Stored data entries:
################

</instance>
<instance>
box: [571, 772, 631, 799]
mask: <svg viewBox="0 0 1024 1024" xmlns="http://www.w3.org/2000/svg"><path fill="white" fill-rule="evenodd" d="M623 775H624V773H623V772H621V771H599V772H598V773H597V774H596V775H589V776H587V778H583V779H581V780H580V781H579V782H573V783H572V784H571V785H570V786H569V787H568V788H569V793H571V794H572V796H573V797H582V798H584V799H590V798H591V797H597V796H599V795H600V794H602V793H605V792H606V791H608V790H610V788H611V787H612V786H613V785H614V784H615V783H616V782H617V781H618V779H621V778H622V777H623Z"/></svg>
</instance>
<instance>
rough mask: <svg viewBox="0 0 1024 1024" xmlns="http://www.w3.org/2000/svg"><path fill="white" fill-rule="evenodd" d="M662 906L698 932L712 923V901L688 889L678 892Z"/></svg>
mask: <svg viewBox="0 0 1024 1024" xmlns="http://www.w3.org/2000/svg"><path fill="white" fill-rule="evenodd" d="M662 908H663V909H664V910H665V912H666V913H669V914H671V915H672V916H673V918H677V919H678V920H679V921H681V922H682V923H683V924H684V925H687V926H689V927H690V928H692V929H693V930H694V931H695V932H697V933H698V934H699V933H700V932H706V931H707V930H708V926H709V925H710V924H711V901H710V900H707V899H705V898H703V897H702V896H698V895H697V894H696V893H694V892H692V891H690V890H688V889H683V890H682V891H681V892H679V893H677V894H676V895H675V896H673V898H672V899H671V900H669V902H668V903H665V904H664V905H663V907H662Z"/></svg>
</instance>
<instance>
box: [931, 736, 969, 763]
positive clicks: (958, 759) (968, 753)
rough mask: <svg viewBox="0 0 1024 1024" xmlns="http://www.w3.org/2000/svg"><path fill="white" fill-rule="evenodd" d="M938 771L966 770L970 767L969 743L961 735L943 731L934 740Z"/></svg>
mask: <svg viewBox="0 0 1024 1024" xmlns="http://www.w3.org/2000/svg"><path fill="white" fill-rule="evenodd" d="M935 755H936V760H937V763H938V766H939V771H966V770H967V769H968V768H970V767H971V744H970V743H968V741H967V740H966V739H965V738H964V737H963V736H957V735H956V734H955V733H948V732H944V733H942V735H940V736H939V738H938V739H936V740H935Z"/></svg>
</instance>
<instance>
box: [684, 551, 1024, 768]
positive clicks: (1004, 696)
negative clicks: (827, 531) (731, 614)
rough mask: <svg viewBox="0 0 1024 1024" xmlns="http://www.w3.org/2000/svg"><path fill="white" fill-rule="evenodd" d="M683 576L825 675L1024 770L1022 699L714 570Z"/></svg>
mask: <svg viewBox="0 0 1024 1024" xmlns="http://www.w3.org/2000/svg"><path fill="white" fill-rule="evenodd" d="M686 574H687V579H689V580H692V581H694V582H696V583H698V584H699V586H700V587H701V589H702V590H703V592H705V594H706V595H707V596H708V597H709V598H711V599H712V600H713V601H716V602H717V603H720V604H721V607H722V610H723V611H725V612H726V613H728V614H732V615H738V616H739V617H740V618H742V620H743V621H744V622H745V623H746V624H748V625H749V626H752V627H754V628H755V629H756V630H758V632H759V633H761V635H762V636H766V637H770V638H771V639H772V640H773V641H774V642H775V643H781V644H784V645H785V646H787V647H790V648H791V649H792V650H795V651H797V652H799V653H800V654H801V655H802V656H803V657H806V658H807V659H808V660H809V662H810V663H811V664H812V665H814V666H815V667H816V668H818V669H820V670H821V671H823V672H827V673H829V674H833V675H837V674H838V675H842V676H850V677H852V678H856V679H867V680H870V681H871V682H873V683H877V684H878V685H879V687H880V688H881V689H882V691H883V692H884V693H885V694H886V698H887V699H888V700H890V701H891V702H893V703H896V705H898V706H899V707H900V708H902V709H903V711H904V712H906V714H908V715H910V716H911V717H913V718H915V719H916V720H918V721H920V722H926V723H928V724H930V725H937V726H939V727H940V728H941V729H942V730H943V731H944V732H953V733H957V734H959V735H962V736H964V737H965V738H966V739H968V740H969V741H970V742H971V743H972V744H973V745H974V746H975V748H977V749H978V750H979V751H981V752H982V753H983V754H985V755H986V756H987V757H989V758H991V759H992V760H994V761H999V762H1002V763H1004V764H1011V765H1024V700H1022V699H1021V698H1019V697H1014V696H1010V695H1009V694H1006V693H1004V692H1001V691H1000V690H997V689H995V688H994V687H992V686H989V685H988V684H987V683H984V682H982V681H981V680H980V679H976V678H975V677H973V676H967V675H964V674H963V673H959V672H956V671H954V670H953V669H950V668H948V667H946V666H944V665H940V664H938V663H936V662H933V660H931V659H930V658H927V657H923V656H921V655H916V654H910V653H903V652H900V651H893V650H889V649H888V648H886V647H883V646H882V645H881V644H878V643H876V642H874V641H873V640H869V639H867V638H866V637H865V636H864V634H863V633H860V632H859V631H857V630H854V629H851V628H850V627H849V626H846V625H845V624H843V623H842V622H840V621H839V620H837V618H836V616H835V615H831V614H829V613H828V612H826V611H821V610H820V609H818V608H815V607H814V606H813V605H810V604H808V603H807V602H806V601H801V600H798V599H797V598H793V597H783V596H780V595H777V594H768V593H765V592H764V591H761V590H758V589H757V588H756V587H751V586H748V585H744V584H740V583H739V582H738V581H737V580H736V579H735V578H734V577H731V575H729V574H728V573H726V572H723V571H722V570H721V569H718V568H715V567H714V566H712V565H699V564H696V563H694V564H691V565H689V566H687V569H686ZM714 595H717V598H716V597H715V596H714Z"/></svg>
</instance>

################

ASSIGNMENT |
Exactly as shown above, write out all the records.

REPLY |
</instance>
<instance>
box: [571, 772, 631, 799]
mask: <svg viewBox="0 0 1024 1024" xmlns="http://www.w3.org/2000/svg"><path fill="white" fill-rule="evenodd" d="M623 775H624V773H623V772H621V771H599V772H598V773H597V774H596V775H589V776H587V778H583V779H581V780H580V781H579V782H573V783H572V784H571V785H570V786H569V787H568V788H569V793H571V794H572V796H573V797H582V798H584V799H590V798H591V797H597V796H599V795H600V794H602V793H605V792H606V791H608V790H610V788H611V787H612V786H613V785H614V784H615V783H616V782H617V781H618V779H621V778H622V777H623Z"/></svg>
</instance>
<instance>
rough mask: <svg viewBox="0 0 1024 1024" xmlns="http://www.w3.org/2000/svg"><path fill="white" fill-rule="evenodd" d="M662 906L698 932L712 923V901L688 889L678 892Z"/></svg>
mask: <svg viewBox="0 0 1024 1024" xmlns="http://www.w3.org/2000/svg"><path fill="white" fill-rule="evenodd" d="M662 908H663V909H664V910H665V912H666V913H669V914H671V915H672V916H673V918H677V919H678V920H679V921H681V922H682V923H683V924H684V925H687V926H689V927H690V928H692V929H693V930H694V931H695V932H697V933H698V934H699V933H700V932H706V931H707V930H708V926H709V925H710V924H711V901H710V900H707V899H705V898H703V897H702V896H698V895H697V894H696V893H694V892H692V891H690V890H688V889H683V890H682V891H681V892H679V893H677V894H676V895H675V896H673V898H672V899H671V900H669V902H668V903H665V904H664V905H663V907H662Z"/></svg>
</instance>
<instance>
box: [931, 736, 969, 763]
positive clicks: (958, 759) (968, 753)
rough mask: <svg viewBox="0 0 1024 1024" xmlns="http://www.w3.org/2000/svg"><path fill="white" fill-rule="evenodd" d="M938 771L966 770L970 767L969 743L961 735L943 731L934 740Z"/></svg>
mask: <svg viewBox="0 0 1024 1024" xmlns="http://www.w3.org/2000/svg"><path fill="white" fill-rule="evenodd" d="M935 755H936V760H937V763H938V766H939V771H966V770H967V769H968V768H970V767H971V744H970V743H968V741H967V740H966V739H965V738H964V737H963V736H957V735H956V734H955V733H948V732H944V733H942V735H940V736H939V738H938V739H936V740H935Z"/></svg>
</instance>
<instance>
box: [684, 551, 1024, 768]
positive clicks: (1004, 696)
negative clicks: (827, 531) (731, 614)
rough mask: <svg viewBox="0 0 1024 1024" xmlns="http://www.w3.org/2000/svg"><path fill="white" fill-rule="evenodd" d="M683 576L825 675L1024 770L1022 699L714 570Z"/></svg>
mask: <svg viewBox="0 0 1024 1024" xmlns="http://www.w3.org/2000/svg"><path fill="white" fill-rule="evenodd" d="M686 574H687V579H689V580H692V581H694V582H696V583H698V584H699V586H700V587H701V589H702V590H703V592H705V594H706V595H707V596H708V597H709V598H711V599H712V600H713V601H716V602H717V603H720V604H721V607H722V610H723V611H725V612H726V613H728V614H732V615H738V616H739V617H740V618H742V620H743V621H744V622H745V623H746V624H748V625H749V626H752V627H754V628H755V629H756V630H758V632H759V633H761V635H762V636H766V637H770V638H771V639H772V640H773V641H774V642H775V643H781V644H784V645H785V646H787V647H790V648H791V649H792V650H795V651H797V652H799V653H800V654H801V655H802V656H803V657H806V658H807V659H808V660H809V662H810V663H811V664H812V665H814V666H815V667H816V668H818V669H820V670H821V671H823V672H827V673H829V674H833V675H837V674H838V675H842V676H850V677H852V678H856V679H867V680H870V681H871V682H873V683H877V684H878V685H879V687H880V688H881V689H882V691H883V692H884V693H885V694H886V698H887V699H888V700H890V701H891V702H893V703H896V705H898V706H899V707H900V708H902V709H903V711H904V712H906V714H908V715H910V716H911V717H913V718H915V719H916V720H918V721H920V722H926V723H928V724H930V725H937V726H939V727H940V728H941V729H942V730H943V731H944V732H953V733H957V734H959V735H962V736H964V737H965V738H966V739H968V740H969V741H970V742H971V743H972V744H973V745H974V746H975V748H977V749H978V750H979V751H981V752H982V753H983V754H985V755H986V756H987V757H989V758H991V759H992V760H994V761H999V762H1002V763H1004V764H1011V765H1024V700H1022V699H1021V698H1019V697H1014V696H1010V695H1009V694H1006V693H1004V692H1001V691H1000V690H997V689H995V688H994V687H992V686H989V685H988V684H987V683H984V682H982V681H981V680H980V679H976V678H975V677H973V676H967V675H964V674H963V673H959V672H956V671H954V670H953V669H950V668H948V667H946V666H944V665H940V664H938V663H936V662H933V660H931V659H930V658H927V657H923V656H921V655H916V654H910V653H903V652H900V651H893V650H889V649H888V648H886V647H883V646H882V645H881V644H878V643H876V642H874V641H873V640H869V639H867V638H866V637H865V636H864V634H863V633H860V632H859V631H857V630H854V629H851V628H850V627H849V626H846V625H845V624H843V623H842V622H840V621H839V620H837V618H836V616H835V615H831V614H829V613H828V612H826V611H821V610H820V609H818V608H815V607H814V606H813V605H810V604H808V603H807V602H806V601H801V600H798V599H797V598H793V597H783V596H780V595H777V594H768V593H765V592H764V591H761V590H758V589H757V588H756V587H751V586H748V585H744V584H740V583H739V582H738V581H737V580H736V579H735V578H734V577H731V575H729V574H728V573H726V572H723V571H722V570H721V569H718V568H715V567H714V566H712V565H699V564H696V563H694V564H691V565H689V566H687V569H686ZM714 595H717V598H716V597H715V596H714Z"/></svg>
</instance>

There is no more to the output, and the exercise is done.